Repeat each line exactly, leaving nothing out.

* Start *

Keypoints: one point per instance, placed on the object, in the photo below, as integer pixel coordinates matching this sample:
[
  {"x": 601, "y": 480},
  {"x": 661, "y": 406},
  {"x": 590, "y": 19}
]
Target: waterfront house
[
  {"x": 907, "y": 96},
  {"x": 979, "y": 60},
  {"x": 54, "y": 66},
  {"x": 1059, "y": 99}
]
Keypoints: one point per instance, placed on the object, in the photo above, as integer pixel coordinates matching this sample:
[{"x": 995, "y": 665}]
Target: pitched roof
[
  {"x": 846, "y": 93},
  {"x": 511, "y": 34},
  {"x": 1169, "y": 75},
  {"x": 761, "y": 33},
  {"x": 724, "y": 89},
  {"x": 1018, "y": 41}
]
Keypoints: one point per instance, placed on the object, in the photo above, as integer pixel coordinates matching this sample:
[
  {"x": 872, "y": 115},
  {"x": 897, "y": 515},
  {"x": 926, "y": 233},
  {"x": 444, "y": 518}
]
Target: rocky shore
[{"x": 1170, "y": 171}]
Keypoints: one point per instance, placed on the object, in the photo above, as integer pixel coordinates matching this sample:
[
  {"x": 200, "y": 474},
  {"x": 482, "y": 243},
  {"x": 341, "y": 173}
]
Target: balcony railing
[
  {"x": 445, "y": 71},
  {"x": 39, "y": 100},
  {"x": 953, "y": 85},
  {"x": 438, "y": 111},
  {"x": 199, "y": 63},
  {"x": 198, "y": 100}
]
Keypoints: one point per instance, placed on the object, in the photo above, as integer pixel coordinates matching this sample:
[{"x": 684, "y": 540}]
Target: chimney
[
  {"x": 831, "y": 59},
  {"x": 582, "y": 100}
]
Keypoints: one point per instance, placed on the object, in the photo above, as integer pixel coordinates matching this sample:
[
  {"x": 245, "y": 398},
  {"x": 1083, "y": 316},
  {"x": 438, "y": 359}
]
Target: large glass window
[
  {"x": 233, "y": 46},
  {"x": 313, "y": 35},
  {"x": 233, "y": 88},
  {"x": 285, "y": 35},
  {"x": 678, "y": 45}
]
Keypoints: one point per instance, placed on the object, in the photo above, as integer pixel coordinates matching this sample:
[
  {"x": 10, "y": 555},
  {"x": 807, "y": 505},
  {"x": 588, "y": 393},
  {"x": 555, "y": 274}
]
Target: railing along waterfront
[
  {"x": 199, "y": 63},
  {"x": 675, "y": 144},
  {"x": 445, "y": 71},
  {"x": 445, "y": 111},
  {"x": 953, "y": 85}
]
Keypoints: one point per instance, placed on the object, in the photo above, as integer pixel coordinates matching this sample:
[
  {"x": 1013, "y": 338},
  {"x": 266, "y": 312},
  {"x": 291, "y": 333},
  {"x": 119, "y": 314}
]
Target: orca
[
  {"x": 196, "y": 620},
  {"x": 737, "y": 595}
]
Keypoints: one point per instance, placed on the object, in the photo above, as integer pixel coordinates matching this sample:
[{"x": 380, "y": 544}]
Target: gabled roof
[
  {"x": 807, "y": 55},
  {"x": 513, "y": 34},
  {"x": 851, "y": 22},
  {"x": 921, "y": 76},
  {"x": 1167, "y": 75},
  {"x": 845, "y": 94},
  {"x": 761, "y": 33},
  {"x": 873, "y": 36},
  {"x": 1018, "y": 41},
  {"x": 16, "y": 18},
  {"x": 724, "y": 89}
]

* End *

Exercise response:
Keypoints: one point per instance, placed on the object, in the photo below, as integer pixel coordinates matching this sample:
[
  {"x": 601, "y": 480},
  {"x": 661, "y": 406},
  {"x": 590, "y": 19}
]
Target: waterfront house
[
  {"x": 907, "y": 96},
  {"x": 979, "y": 60},
  {"x": 54, "y": 66},
  {"x": 1059, "y": 99}
]
Keypoints: one point per instance, placed on the object, in the photo above, as integer pixel coordinates matching this sample:
[{"x": 995, "y": 665}]
Target: pitched roof
[
  {"x": 846, "y": 93},
  {"x": 511, "y": 34},
  {"x": 1169, "y": 75},
  {"x": 761, "y": 33},
  {"x": 724, "y": 89},
  {"x": 1018, "y": 41}
]
Keypoints: one point per instance, placed on the object, in the photo above, as integer pixel coordinates matching this sample:
[
  {"x": 872, "y": 115},
  {"x": 897, "y": 515},
  {"x": 926, "y": 233},
  {"x": 444, "y": 518}
]
Target: rocky shore
[{"x": 1170, "y": 171}]
Keypoints: one point per instance, placed on the object, in the photo above, as integer pixel coordinates matching this sample:
[
  {"x": 200, "y": 474},
  {"x": 482, "y": 243},
  {"x": 341, "y": 173}
]
Target: balcony railing
[
  {"x": 445, "y": 71},
  {"x": 39, "y": 100},
  {"x": 953, "y": 85},
  {"x": 438, "y": 111},
  {"x": 199, "y": 63},
  {"x": 198, "y": 100}
]
Keypoints: one point per instance, placed on the object, in the photo above, as integer pixel coordinates matching this sample:
[{"x": 684, "y": 540}]
Target: chimney
[
  {"x": 831, "y": 59},
  {"x": 582, "y": 100}
]
Keypoints: one point per instance, placed on the object, in the photo above, as integer pixel coordinates matching this sample:
[
  {"x": 245, "y": 398},
  {"x": 1083, "y": 316},
  {"x": 438, "y": 359}
]
Target: large glass window
[
  {"x": 233, "y": 46},
  {"x": 313, "y": 35},
  {"x": 233, "y": 88},
  {"x": 285, "y": 35},
  {"x": 678, "y": 45}
]
Keypoints: one point per instance, placed on the object, in the photo above, as integer pixel coordinates matching this sample:
[
  {"x": 10, "y": 555},
  {"x": 807, "y": 505},
  {"x": 588, "y": 393},
  {"x": 555, "y": 274}
]
Target: railing along waterfront
[
  {"x": 199, "y": 63},
  {"x": 675, "y": 144},
  {"x": 445, "y": 71},
  {"x": 445, "y": 111},
  {"x": 953, "y": 85}
]
Keypoints: one point per instance, placed on the object, in the photo above, as integer pixel coordinates matching this sample:
[
  {"x": 1013, "y": 338},
  {"x": 266, "y": 312},
  {"x": 291, "y": 333},
  {"x": 119, "y": 314}
]
Target: orca
[
  {"x": 196, "y": 620},
  {"x": 737, "y": 595}
]
Keypoints: one point per instance, placed on the object, in the photo above, as integer pixel coordinates matching this sample:
[{"x": 380, "y": 544}]
Target: gabled roof
[
  {"x": 807, "y": 55},
  {"x": 513, "y": 34},
  {"x": 851, "y": 22},
  {"x": 921, "y": 76},
  {"x": 1167, "y": 75},
  {"x": 845, "y": 94},
  {"x": 761, "y": 33},
  {"x": 873, "y": 36},
  {"x": 1018, "y": 41},
  {"x": 16, "y": 18},
  {"x": 724, "y": 89}
]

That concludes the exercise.